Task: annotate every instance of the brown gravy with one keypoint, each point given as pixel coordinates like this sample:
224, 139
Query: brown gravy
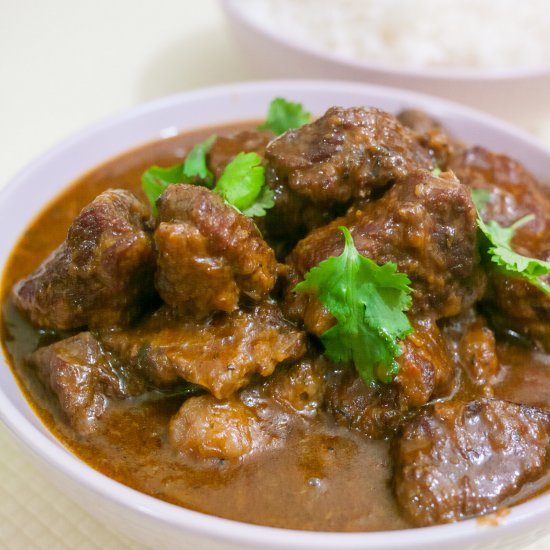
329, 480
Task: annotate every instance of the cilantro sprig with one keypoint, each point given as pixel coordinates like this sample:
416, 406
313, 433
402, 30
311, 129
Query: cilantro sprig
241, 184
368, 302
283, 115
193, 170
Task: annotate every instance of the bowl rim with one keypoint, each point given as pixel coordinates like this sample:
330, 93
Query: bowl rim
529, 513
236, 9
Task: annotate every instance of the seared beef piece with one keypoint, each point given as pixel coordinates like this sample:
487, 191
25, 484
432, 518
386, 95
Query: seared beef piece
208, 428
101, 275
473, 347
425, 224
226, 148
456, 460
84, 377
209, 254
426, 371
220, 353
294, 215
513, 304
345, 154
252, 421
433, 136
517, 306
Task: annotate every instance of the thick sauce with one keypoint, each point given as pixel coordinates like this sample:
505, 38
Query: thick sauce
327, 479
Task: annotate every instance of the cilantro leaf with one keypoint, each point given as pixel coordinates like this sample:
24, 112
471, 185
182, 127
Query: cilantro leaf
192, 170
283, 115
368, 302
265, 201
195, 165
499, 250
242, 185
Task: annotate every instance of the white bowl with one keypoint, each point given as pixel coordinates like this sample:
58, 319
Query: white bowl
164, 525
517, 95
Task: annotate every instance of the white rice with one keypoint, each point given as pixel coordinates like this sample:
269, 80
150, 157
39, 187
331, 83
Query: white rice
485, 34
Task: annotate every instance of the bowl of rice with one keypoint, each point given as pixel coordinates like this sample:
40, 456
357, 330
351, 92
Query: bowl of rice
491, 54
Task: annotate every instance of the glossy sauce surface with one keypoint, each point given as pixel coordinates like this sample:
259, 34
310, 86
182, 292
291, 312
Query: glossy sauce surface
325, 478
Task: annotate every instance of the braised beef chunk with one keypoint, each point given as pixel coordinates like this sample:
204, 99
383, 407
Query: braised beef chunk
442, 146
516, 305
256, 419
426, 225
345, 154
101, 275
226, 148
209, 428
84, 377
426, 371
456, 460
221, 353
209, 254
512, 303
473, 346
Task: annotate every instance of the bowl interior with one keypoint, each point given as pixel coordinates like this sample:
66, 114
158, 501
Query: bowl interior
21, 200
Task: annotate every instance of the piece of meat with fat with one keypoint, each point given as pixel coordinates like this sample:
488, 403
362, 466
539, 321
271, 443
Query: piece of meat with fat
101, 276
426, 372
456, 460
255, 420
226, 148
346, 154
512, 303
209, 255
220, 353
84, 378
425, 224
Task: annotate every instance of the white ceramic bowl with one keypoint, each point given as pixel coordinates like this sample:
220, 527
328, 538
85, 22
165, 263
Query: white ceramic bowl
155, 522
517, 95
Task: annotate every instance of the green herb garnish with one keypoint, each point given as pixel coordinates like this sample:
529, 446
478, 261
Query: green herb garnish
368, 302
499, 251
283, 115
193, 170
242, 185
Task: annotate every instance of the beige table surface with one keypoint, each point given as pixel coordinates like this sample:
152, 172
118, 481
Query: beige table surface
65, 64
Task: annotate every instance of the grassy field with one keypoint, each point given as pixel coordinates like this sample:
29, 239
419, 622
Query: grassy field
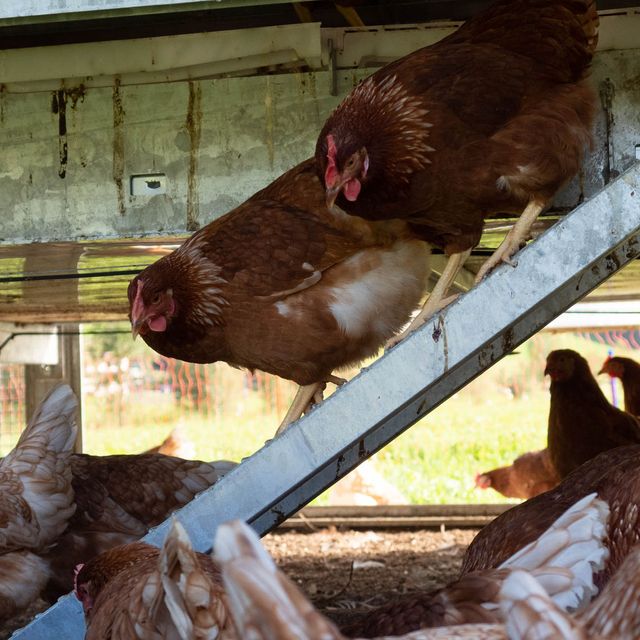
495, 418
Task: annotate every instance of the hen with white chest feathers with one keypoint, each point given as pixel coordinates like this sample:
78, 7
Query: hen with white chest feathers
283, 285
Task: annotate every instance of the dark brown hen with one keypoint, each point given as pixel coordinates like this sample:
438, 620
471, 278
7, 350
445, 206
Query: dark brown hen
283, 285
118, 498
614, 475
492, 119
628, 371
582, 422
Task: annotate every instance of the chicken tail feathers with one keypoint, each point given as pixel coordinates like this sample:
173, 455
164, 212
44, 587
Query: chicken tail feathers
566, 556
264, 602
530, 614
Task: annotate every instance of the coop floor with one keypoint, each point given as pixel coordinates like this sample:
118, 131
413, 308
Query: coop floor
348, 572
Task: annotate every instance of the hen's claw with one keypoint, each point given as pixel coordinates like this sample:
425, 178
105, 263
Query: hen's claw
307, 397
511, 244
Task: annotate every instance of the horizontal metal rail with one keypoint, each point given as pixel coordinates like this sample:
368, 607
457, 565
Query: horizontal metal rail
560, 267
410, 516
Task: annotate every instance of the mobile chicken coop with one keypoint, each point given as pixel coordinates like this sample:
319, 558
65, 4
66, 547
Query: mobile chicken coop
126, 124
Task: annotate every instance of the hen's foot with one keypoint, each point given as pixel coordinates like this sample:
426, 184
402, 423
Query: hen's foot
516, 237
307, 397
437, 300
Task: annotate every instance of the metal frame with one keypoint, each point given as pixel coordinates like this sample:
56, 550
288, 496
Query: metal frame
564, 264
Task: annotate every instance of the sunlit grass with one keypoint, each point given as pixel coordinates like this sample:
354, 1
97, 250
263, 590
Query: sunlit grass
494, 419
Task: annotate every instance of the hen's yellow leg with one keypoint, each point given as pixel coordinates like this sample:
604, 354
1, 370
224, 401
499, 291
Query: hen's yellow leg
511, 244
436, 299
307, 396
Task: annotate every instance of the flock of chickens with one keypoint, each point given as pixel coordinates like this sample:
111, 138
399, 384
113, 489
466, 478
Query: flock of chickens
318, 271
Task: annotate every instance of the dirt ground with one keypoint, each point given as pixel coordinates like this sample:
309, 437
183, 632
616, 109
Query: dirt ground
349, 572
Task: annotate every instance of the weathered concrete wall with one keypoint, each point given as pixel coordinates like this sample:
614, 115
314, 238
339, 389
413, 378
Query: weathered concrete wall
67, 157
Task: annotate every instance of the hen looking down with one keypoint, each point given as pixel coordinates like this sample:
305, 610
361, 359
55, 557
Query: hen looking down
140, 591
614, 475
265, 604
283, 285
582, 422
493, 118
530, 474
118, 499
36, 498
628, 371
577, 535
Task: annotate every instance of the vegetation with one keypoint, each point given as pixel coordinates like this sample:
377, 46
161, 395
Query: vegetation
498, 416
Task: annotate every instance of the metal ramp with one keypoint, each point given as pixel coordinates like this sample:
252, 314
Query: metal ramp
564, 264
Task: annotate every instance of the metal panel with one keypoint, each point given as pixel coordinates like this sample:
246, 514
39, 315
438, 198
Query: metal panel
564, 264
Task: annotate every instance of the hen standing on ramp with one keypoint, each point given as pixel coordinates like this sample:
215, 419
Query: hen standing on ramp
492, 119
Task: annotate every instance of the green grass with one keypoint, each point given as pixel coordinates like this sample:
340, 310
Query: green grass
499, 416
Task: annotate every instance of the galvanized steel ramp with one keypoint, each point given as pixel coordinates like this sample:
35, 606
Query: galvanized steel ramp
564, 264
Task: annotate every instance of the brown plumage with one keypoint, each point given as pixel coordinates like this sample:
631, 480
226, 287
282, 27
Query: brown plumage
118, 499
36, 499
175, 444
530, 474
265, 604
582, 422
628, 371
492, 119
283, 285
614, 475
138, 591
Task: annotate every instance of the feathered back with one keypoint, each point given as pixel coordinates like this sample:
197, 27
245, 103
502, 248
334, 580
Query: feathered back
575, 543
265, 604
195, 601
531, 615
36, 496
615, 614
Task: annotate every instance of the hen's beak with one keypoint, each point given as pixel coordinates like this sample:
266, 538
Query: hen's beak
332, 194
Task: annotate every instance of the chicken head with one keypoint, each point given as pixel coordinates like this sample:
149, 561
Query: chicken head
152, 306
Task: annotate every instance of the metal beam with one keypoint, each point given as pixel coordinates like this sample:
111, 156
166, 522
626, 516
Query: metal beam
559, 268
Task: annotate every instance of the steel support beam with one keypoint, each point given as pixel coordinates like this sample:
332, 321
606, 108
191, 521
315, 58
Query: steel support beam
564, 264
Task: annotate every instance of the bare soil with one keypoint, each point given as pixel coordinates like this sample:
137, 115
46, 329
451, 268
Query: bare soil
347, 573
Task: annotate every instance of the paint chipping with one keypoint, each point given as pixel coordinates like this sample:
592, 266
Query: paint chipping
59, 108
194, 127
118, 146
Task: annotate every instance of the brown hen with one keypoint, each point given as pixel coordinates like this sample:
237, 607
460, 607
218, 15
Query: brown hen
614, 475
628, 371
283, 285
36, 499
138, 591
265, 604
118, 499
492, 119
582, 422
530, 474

▶ **GIVEN REQUEST**
Repeat, exactly and only, the lines above from the one containing "Task: annotate every instance of the steel" through the end of the material.

▶ **WRITTEN SOLUTION**
Task: annotate every instance of the steel support beam with one keypoint, each point given as pixel coordinates like this sample:
332, 321
606, 108
191, 521
315, 58
Query: steel support beam
564, 264
Task: annotate every instance of the bare soil with one keypoint, each point given as pixel coordinates like this sample:
137, 115
46, 329
451, 268
Query: bare soil
347, 573
Task: annotate every instance of the paint chipping with one keypoint, each point given as pixel coordinates like this sample:
592, 266
Query: paint chipping
59, 108
194, 127
118, 146
Task: annotate every instance of the brown hen with one keypoint, each point given as pixel coordinates like this sample:
237, 607
460, 607
218, 15
Query: brown hen
614, 475
628, 371
283, 285
36, 499
138, 591
265, 604
118, 499
492, 119
582, 422
530, 474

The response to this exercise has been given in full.